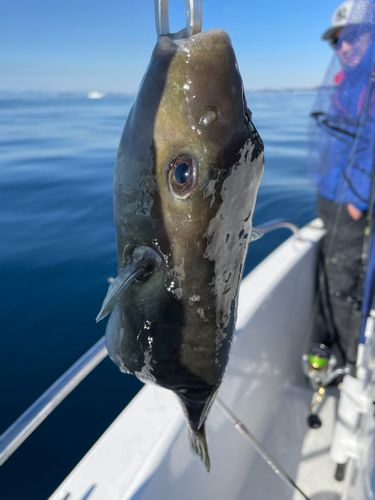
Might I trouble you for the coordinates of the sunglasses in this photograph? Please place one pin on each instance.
(347, 36)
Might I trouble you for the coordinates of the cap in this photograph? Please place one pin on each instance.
(340, 18)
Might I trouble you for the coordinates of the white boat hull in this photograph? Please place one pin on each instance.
(145, 455)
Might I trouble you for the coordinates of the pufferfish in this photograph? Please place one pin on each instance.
(187, 174)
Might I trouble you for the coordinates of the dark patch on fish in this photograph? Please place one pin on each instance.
(187, 174)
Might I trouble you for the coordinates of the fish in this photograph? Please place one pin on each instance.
(187, 173)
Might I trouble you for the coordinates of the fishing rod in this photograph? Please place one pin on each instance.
(358, 312)
(267, 457)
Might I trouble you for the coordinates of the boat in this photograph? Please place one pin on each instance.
(260, 441)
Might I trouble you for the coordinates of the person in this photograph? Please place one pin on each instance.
(341, 165)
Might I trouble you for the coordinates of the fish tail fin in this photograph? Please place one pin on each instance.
(199, 444)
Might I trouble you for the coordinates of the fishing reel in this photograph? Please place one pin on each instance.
(319, 365)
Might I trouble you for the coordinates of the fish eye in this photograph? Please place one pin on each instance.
(182, 176)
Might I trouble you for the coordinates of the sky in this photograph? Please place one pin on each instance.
(86, 45)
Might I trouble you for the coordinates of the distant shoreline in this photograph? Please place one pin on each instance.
(45, 94)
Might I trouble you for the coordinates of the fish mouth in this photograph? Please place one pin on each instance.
(140, 264)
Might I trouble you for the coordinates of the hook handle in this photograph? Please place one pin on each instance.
(193, 10)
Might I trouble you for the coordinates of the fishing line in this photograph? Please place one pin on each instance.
(244, 431)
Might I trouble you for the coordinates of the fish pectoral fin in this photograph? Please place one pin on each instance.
(145, 261)
(256, 234)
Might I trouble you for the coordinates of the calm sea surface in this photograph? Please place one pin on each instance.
(57, 249)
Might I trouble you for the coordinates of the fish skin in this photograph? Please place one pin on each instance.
(175, 328)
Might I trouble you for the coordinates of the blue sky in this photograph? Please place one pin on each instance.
(82, 45)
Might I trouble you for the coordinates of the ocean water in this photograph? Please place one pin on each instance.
(57, 249)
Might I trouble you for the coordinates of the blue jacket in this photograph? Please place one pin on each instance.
(347, 136)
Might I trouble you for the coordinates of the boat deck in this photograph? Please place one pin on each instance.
(145, 453)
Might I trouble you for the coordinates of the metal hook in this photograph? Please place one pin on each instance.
(193, 17)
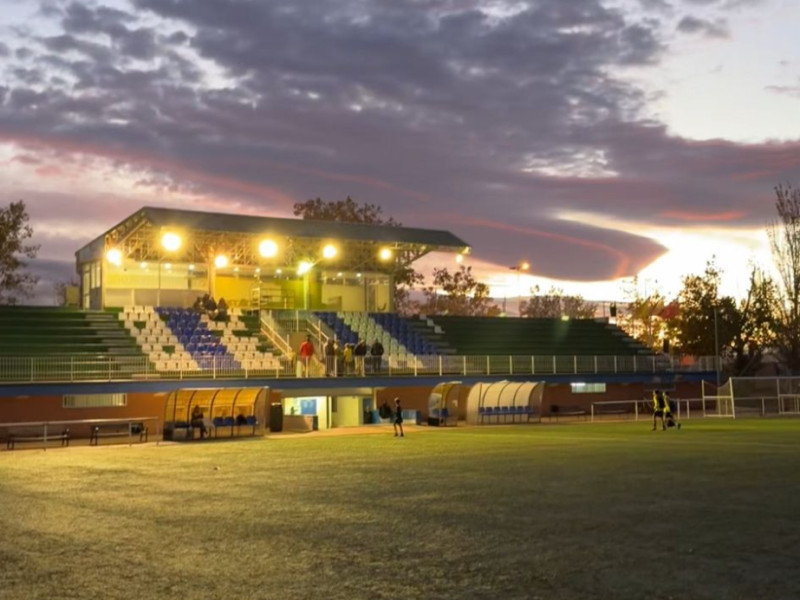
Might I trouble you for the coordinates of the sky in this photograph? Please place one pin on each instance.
(597, 140)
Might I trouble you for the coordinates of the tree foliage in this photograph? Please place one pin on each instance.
(461, 294)
(555, 304)
(784, 237)
(345, 211)
(404, 277)
(712, 325)
(14, 249)
(646, 316)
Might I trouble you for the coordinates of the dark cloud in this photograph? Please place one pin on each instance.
(710, 29)
(501, 128)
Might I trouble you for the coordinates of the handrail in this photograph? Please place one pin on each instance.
(270, 330)
(16, 370)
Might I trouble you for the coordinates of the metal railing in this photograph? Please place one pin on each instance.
(114, 368)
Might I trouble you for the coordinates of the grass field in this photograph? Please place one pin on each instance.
(548, 512)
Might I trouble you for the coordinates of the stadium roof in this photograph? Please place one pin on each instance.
(168, 217)
(137, 233)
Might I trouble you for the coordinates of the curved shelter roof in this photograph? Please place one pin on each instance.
(500, 394)
(138, 237)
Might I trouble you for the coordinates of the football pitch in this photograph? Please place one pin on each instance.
(568, 511)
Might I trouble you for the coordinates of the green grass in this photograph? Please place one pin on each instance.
(550, 512)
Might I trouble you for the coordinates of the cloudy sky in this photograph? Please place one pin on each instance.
(597, 139)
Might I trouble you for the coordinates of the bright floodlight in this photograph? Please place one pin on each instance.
(171, 241)
(268, 248)
(114, 256)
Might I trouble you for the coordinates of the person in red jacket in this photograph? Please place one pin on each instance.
(306, 353)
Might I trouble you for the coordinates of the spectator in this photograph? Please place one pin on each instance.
(360, 352)
(349, 359)
(222, 310)
(377, 356)
(306, 354)
(398, 418)
(198, 306)
(330, 358)
(198, 421)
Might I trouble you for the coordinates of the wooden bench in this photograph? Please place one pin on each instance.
(109, 430)
(36, 435)
(566, 411)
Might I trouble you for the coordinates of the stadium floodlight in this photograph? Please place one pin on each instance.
(268, 249)
(329, 251)
(114, 256)
(171, 241)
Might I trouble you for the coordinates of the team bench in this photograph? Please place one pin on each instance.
(109, 430)
(36, 435)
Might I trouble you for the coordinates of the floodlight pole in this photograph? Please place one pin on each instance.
(716, 344)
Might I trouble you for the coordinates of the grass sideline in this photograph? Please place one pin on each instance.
(536, 512)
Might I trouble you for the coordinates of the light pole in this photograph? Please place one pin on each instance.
(716, 342)
(522, 266)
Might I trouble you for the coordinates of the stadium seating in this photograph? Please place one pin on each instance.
(97, 338)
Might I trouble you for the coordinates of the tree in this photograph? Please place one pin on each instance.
(404, 277)
(647, 316)
(554, 304)
(345, 211)
(784, 238)
(712, 325)
(14, 231)
(462, 295)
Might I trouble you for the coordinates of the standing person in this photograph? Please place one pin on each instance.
(377, 356)
(330, 357)
(660, 409)
(306, 353)
(360, 352)
(347, 357)
(398, 418)
(198, 421)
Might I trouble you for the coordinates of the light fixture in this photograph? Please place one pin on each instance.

- - - - -

## Task directions
Rewrite the rows starting at the one containing "Might I trouble you for the coordinates of the floodlight" and ending at the last row, replacing "stadium seating" with "grandstand" and leaving everything else unchanged.

## Output
Might I trouble you for the coordinates of the floodlight pole in this photograph? Please place one pin on each instance.
(716, 344)
Might I trouble you for the coordinates of the grass sideline in this photograph? Please place one pin on each instance.
(536, 512)
Might I trouble you for the coordinates of the light pole in this photograph? Please place one pin on each instance.
(716, 342)
(522, 266)
Might I trouble you for the coordinates of the grandstand in this photograph? Please place one pin on each instance.
(97, 338)
Might I trouble you for the coordinates of the tree in this photograph? Please place one pin on each instance.
(404, 277)
(647, 316)
(554, 304)
(345, 211)
(784, 238)
(712, 325)
(14, 231)
(462, 295)
Might I trouble you for the coordinates of the standing person in this photograph? Please place one pin on each instance.
(377, 356)
(330, 357)
(660, 409)
(306, 353)
(360, 352)
(347, 357)
(398, 418)
(198, 421)
Might I trouble you for the coordinates of the light fixture in this photograph? Please place one pin on each instance.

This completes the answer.